### Aim
Reproduce every line of the items below, requests included, scaling each coordinate in the answers by 0.5 and rounding to whole numbers, with halves rounded up. Omit the pictures.

### Information supplied
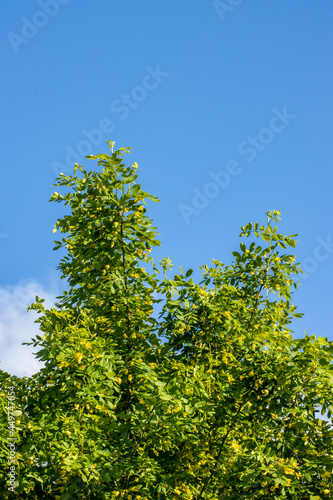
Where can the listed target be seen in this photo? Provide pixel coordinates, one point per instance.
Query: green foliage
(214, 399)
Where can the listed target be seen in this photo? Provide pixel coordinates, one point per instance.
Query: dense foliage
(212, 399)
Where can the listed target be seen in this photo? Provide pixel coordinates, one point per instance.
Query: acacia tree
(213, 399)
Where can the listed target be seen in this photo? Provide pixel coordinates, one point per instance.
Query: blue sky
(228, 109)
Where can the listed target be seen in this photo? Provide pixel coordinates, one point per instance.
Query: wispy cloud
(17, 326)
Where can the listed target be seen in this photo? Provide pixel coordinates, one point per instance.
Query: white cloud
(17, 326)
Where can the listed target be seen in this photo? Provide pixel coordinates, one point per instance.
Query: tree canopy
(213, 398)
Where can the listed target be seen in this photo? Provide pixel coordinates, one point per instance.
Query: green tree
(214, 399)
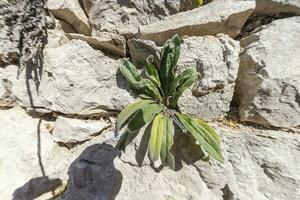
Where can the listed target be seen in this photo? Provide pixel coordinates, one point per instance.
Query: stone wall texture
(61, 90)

### Solution for this exercise
Where can the listed target be seen in this photo? Provide pixel coordinates, one point per instance.
Query: green foliage
(107, 200)
Where can the listed target be seen in this photo? Provide pixel coordinates, one point per instance.
Query: dense foliage
(106, 200)
Where can the listed target be seen in this photo? Provide pixel coordinates, one point per instance.
Query: acacia tree
(107, 200)
Where can the listed target be seen in this photo? Provide pixel coordinates, one point per instance.
Query: blue sky
(114, 55)
Where can the listed target be seen in this photo? Provide pixel coordinates, one point per instance.
Query: wispy cloud
(9, 163)
Where can the listed target be seen in this photo? Provide pixel coordinates, one point per instance.
Query: white cloud
(9, 163)
Where can the listed target be seen in this photo? Provide pixel coordinates, one point per instance.
Query: tree canopy
(107, 199)
Where can the listed target be seen in this photo? Provide pixel coordinates, one point per instance.
Query: green tree
(107, 200)
Where can the listed target be seen in this photo? Provide pixel coordinates, one point per instance.
Query: stone wall texture
(31, 45)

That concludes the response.